TASK GOAL: The reply should be an exact transcription of every record.

EXCERPTED RECORDS section start

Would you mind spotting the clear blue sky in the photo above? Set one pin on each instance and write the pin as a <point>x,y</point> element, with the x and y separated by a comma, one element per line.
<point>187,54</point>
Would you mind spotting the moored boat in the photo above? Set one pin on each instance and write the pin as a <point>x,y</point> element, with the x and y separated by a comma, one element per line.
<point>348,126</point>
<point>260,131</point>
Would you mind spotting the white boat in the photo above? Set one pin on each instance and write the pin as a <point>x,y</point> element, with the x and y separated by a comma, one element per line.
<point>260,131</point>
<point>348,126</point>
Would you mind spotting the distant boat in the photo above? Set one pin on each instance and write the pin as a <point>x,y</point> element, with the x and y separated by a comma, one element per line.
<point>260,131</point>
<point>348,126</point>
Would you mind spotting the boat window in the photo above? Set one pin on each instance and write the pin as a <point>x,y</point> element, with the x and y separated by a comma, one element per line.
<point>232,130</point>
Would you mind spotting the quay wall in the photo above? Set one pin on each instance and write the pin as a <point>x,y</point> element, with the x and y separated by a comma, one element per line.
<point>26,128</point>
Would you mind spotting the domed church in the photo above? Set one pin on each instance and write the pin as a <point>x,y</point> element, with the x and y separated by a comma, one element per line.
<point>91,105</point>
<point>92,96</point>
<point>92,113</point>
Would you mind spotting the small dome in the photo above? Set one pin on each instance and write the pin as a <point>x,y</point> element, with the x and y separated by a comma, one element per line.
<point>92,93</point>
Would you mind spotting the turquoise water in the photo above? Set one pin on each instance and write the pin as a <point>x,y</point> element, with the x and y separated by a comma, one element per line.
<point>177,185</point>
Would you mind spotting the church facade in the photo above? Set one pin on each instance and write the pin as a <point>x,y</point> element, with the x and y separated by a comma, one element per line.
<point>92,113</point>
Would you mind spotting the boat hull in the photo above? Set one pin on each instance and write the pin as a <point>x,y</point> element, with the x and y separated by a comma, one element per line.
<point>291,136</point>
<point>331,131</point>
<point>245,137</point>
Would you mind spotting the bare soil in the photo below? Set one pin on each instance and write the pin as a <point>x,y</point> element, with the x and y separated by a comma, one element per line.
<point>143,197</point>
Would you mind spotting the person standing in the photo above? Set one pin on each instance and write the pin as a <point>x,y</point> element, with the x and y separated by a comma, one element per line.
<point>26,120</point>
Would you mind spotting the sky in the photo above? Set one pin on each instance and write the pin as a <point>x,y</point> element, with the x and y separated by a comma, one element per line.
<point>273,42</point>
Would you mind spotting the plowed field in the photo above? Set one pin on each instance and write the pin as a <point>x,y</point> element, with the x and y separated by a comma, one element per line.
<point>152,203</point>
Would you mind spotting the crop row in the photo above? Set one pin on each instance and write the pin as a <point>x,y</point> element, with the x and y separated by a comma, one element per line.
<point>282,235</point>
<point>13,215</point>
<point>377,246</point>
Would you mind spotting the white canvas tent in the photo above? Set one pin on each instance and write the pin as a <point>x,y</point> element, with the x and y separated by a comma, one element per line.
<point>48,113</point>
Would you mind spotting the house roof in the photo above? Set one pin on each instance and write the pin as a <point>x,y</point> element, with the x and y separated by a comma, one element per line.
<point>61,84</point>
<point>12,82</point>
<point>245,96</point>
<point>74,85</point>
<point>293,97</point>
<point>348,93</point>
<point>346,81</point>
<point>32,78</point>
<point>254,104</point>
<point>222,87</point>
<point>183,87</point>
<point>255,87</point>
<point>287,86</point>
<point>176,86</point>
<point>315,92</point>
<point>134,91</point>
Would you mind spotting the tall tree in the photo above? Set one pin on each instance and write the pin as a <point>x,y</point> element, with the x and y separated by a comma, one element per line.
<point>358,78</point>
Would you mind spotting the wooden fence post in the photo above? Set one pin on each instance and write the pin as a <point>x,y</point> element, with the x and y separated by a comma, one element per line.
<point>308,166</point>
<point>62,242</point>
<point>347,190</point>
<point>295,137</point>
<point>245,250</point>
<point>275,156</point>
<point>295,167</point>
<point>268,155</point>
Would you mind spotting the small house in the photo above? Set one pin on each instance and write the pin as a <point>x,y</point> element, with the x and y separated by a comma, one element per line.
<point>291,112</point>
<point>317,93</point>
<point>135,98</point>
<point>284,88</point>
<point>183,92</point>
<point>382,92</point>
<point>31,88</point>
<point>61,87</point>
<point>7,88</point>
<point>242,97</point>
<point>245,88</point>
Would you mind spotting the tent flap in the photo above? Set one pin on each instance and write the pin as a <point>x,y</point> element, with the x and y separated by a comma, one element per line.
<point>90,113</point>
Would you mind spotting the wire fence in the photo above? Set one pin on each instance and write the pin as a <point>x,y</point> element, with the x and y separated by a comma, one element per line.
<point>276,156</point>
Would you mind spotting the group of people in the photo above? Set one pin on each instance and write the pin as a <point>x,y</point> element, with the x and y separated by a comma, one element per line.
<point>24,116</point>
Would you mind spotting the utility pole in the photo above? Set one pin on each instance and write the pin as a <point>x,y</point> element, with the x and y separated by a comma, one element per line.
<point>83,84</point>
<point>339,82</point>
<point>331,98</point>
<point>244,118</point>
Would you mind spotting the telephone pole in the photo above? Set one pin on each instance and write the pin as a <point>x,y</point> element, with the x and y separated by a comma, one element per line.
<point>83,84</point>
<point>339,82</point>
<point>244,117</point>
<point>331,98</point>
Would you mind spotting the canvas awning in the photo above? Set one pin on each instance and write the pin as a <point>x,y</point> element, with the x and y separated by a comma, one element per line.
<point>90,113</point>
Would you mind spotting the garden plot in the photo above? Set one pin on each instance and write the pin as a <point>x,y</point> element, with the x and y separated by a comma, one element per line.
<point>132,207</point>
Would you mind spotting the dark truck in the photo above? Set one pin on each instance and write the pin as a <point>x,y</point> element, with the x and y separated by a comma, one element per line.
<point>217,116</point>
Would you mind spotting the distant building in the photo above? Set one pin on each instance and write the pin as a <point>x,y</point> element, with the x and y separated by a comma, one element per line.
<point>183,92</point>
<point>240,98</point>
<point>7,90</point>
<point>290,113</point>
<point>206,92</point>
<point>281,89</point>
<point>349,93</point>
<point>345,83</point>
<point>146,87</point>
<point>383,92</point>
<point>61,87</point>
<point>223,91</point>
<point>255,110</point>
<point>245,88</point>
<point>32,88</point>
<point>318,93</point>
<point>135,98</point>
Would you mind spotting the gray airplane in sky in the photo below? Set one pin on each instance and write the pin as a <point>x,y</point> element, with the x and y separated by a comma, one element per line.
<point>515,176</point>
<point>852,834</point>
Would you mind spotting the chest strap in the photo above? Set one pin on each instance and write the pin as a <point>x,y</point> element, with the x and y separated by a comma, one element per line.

EXCERPTED RECORDS section end

WRITTEN REPLY:
Would you mind spotting the clear blue sky in the photo above? Set one pin on each instance and write the pin as a <point>x,y</point> element, with the x and y separated by a comma, one element per line.
<point>187,54</point>
Would you mind spotting the moored boat in the photo above? Set one pin on each instance and write the pin as a <point>x,y</point> element, with the x and y separated by a comma, one element per line.
<point>348,126</point>
<point>260,131</point>
Would you mind spotting the white boat in the photo above? Set one pin on each instance and write the pin as a <point>x,y</point> element, with the x and y separated by a comma, one element per line.
<point>260,131</point>
<point>348,126</point>
Would you mind spotting the distant boat in the photo above? Set one pin on each instance and write the pin as a <point>x,y</point> element, with the x and y separated by a comma, one element per line.
<point>260,131</point>
<point>348,126</point>
Would you mind spotting the boat window in the photo above? Set one pin on each instance and write the pin as a <point>x,y</point> element, with the x and y separated by a comma, one element per line.
<point>232,130</point>
Would you mind spotting the quay wall in the photo above? Set one pin on each instance and write the pin as a <point>x,y</point> element, with the x and y separated by a comma, one element per line.
<point>26,128</point>
Would you mind spotting the domed church in the photo above? Set one pin on each instance and write the pin as a <point>x,y</point> element, with the x and y separated by a comma, one element per line.
<point>91,105</point>
<point>92,96</point>
<point>92,113</point>
Would you mind spotting the small dome in the photo above? Set one pin on each instance and write the pin as a <point>x,y</point> element, with the x and y separated by a comma, one element per line.
<point>92,93</point>
Would you mind spotting the turquoise water in the photo above? Set one pin on each instance and write the pin as a <point>x,y</point> element, with the x and y separated by a comma, one element per line.
<point>177,185</point>
Would you mind spotting the church facade in the photo above? Set one pin on each instance and write the pin as a <point>x,y</point> element, with the x and y separated by a comma, one element per line.
<point>92,113</point>
Would you mind spotting the boat hull in the photo above? Set one pin on each instance and write the pin as a <point>x,y</point> element, with the x and y separated by a comma, one element per line.
<point>291,136</point>
<point>331,131</point>
<point>245,137</point>
Would you mind spotting the bare soil in the photo below? Set one pin on each instance and write the pin as a <point>x,y</point> element, with the x and y separated by a comma, one element per line.
<point>143,197</point>
Would you mind spotting the person standing in the photo above? Set one pin on each instance and write the pin as a <point>x,y</point> element, with the x and y separated by a comma, one element per line.
<point>26,120</point>
Would you mind spotting the sky in the photo above? Set one pin on each instance and write the pin as a <point>x,y</point> element, with the x and y separated by a comma, one element per line.
<point>273,42</point>
Would you mind spotting the plowed field in the photo above? Set one pin on each instance and write the pin as a <point>x,y</point> element, with the x and y separated by a comma, one element per line.
<point>152,203</point>
Would you mind spotting the crop row in the photo above? Set one pin on each instance and write the pin as a <point>x,y</point> element, with the x and y separated by a comma, one element per line.
<point>282,235</point>
<point>13,215</point>
<point>377,246</point>
Would you mind spotting the white canvas tent in the photo above? Set one pin on each instance and write the pin as a <point>x,y</point> element, with the x and y separated by a comma, one element per line.
<point>48,113</point>
Would you mind spotting the house roof in the photo above? Set one pin on each instance and write the pin as a <point>x,y</point> element, with the x and y separated by a comma, one element per line.
<point>61,84</point>
<point>12,82</point>
<point>245,96</point>
<point>74,85</point>
<point>293,97</point>
<point>348,93</point>
<point>346,81</point>
<point>32,78</point>
<point>254,104</point>
<point>222,87</point>
<point>183,87</point>
<point>255,87</point>
<point>287,86</point>
<point>176,86</point>
<point>315,92</point>
<point>134,91</point>
Would you mind spotting the tall tree in the photo above? Set one pin on each instance and write the pin as a <point>x,y</point> element, with the x and y separated by a comma, one element per line.
<point>358,78</point>
Would you mind spotting the wooden fence post in the photo above? Set one pin on each instance and write the pin as a <point>x,y</point> element, with the x and y separated by a comma, one element per line.
<point>308,166</point>
<point>62,242</point>
<point>347,190</point>
<point>295,137</point>
<point>245,250</point>
<point>275,156</point>
<point>295,167</point>
<point>268,155</point>
Would you mind spotting the small house in the photo above? Set one pin on each instance and write the pin as a <point>x,y</point> element, with the x and y separated by a comma, one element per line.
<point>291,112</point>
<point>317,93</point>
<point>135,98</point>
<point>284,88</point>
<point>183,92</point>
<point>382,92</point>
<point>31,88</point>
<point>61,87</point>
<point>7,88</point>
<point>242,97</point>
<point>245,88</point>
Would you mind spotting the tent flap in the photo above? Set one pin on each instance and write the pin as a <point>x,y</point> element, with the x and y separated by a comma, one element per line.
<point>90,113</point>
Would you mind spotting the wire fence in the photo above? Set one pin on each instance and write the pin as a <point>x,y</point> element, with the x and y separated by a comma, one element per line.
<point>276,156</point>
Would you mind spotting the group of people in the photo above? Set one pin on each instance and write the pin as a <point>x,y</point> element, with the x and y separated by a comma, one element per line.
<point>24,116</point>
Would you mind spotting the utility pole in the photo above? Set one pin on each instance and write the pin as a <point>x,y</point> element, with the x and y separated by a comma, one element per line.
<point>83,84</point>
<point>339,82</point>
<point>331,98</point>
<point>244,118</point>
Would you mind spotting the telephone pole in the photo above? Set one pin on each instance and write the pin as a <point>x,y</point> element, with the x and y separated by a comma, one element per line.
<point>83,84</point>
<point>339,82</point>
<point>244,117</point>
<point>331,98</point>
Would you mind spotting the canvas awning in the photo above? Set one pin on each instance and write the pin as a <point>x,y</point> element, with the x and y separated by a comma, one element per line.
<point>90,113</point>
Would you mind spotting the garden plot in the photo above? Set one pin on each instance and write the pin as a <point>x,y</point> element, with the x and y separated by a comma, one element per line.
<point>132,207</point>
Would you mind spotting the dark truck in the photo above? Set one pin on each instance and write the pin as a <point>x,y</point> element, with the x and y separated by a comma, one element per line.
<point>217,116</point>
Would you mind spotting the distant building in the photo above? Set one pin on each instance and write the pin as a <point>x,y</point> element, with the x and y separated by a comma, one element per line.
<point>183,92</point>
<point>240,98</point>
<point>7,90</point>
<point>290,113</point>
<point>206,92</point>
<point>281,89</point>
<point>349,93</point>
<point>345,83</point>
<point>146,87</point>
<point>383,92</point>
<point>61,87</point>
<point>223,91</point>
<point>255,110</point>
<point>245,88</point>
<point>32,88</point>
<point>318,93</point>
<point>135,98</point>
Would you mind spotting the gray airplane in sky in the photo below? Set one pin on each instance and write the pin as a <point>x,y</point> element, with the x and y separated by a comma, one element per line.
<point>515,176</point>
<point>852,834</point>
Would you mind spotting the chest strap in the photo above? Set one pin on each instance and write the pin as a <point>x,y</point> element, with the x and y separated by a comma, one element per line.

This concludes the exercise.